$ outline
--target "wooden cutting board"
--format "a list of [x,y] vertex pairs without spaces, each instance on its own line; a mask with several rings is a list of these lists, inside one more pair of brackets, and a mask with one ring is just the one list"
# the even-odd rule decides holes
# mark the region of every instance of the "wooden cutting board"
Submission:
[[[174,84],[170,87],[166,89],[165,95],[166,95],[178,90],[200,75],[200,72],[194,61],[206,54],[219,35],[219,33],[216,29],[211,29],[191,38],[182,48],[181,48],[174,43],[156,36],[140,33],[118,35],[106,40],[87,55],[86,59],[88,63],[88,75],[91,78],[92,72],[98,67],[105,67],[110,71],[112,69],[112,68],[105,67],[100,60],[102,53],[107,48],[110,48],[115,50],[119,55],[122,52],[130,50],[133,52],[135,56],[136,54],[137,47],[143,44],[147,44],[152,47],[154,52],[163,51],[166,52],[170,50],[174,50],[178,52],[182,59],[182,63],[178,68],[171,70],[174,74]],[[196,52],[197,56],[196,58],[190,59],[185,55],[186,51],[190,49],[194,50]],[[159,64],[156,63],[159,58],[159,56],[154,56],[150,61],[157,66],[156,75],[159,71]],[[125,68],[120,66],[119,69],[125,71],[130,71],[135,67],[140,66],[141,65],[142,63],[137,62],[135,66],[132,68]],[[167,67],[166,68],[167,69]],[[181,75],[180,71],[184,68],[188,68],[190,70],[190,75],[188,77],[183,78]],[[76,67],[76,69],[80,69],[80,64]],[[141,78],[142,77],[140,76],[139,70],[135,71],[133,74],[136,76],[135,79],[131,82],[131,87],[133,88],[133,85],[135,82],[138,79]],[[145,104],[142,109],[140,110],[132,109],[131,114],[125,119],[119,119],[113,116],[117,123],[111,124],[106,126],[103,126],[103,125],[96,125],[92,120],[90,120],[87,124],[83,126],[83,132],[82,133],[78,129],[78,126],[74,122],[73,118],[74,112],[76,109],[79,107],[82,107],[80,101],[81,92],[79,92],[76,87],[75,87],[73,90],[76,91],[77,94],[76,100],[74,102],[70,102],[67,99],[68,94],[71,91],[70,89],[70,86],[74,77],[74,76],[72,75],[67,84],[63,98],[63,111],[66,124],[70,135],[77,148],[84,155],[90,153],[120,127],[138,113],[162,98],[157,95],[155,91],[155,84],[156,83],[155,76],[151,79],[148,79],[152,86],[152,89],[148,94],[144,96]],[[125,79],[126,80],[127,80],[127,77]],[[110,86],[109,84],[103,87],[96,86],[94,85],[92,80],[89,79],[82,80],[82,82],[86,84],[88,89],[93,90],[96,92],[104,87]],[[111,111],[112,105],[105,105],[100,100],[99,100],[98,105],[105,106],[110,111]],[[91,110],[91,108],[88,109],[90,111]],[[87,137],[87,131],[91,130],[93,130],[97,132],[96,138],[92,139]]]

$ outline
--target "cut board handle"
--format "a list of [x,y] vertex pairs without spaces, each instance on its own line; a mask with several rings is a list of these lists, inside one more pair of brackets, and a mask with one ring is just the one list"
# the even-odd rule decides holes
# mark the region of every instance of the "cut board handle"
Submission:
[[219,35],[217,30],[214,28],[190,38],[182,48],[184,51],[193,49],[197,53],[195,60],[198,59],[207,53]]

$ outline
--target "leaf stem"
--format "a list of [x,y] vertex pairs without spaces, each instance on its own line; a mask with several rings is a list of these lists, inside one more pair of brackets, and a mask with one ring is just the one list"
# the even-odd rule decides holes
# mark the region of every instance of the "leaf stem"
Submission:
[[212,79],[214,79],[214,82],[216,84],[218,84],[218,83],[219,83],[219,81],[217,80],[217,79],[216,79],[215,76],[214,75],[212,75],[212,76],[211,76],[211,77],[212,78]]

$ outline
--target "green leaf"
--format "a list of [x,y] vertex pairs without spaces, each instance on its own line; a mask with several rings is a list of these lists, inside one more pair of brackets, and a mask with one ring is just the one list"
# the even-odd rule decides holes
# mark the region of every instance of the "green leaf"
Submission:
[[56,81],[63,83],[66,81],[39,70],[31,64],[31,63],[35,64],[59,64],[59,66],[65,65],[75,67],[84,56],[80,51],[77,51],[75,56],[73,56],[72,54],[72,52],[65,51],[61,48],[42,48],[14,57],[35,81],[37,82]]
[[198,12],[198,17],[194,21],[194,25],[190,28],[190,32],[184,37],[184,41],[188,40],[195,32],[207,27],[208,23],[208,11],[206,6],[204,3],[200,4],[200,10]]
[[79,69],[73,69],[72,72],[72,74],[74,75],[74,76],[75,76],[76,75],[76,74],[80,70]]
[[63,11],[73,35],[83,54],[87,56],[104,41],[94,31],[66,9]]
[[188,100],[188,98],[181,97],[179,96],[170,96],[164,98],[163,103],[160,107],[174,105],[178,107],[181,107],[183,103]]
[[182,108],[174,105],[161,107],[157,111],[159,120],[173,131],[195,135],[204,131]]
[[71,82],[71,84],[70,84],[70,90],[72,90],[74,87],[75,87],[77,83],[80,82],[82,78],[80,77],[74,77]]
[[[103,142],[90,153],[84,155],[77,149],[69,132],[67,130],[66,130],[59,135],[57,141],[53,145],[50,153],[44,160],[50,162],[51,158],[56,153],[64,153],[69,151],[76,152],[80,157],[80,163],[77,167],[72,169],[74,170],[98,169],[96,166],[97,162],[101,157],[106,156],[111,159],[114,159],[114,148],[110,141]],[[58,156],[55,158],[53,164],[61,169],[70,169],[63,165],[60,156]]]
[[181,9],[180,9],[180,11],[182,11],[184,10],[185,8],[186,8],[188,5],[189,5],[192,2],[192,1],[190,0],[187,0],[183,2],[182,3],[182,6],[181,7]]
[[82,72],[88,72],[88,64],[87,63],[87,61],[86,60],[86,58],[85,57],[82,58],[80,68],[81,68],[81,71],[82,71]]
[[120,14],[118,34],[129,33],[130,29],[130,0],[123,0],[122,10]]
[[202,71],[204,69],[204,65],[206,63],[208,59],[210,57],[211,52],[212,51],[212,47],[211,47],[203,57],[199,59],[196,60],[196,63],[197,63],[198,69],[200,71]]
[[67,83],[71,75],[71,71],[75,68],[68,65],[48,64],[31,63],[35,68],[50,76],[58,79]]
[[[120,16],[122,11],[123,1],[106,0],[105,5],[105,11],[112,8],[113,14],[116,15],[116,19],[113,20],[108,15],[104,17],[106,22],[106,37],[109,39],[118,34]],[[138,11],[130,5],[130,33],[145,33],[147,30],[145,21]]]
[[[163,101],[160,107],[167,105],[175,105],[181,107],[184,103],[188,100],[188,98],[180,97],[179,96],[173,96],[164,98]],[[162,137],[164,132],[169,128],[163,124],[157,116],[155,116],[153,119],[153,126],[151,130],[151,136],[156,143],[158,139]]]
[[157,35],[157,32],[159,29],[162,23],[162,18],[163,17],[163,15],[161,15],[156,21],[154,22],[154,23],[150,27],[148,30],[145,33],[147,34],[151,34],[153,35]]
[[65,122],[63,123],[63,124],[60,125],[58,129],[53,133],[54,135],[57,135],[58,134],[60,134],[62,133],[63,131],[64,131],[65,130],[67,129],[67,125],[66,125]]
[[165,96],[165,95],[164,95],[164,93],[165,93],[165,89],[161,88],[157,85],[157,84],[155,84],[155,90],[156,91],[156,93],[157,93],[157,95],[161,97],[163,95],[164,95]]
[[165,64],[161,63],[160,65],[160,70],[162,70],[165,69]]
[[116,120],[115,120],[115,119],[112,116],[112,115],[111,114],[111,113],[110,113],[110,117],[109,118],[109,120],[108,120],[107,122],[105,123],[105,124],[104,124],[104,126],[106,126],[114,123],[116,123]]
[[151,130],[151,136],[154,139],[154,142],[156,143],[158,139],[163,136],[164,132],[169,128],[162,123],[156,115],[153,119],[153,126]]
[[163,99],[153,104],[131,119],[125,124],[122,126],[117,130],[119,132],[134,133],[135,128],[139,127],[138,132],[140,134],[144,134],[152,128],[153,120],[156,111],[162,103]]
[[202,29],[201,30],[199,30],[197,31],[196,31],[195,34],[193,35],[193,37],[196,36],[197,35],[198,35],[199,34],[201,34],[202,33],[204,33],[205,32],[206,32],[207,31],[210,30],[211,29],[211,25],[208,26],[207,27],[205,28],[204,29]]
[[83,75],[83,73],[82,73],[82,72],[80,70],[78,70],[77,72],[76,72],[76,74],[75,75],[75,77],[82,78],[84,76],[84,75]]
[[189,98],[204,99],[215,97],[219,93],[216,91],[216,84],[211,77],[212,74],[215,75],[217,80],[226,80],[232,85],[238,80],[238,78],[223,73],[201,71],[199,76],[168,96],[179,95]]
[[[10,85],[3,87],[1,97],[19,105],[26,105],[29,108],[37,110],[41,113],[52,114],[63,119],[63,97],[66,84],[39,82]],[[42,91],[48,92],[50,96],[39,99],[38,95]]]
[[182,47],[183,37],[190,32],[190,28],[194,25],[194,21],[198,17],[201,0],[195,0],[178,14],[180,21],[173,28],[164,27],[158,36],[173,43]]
============================================================
* _The task_:
Gather every line of the entries above that contains the word "target", copying each line as it appears.

* _Result of this task_:
--target "wooden cutting board"
--target "cut board handle"
--target "leaf stem"
--target "green leaf"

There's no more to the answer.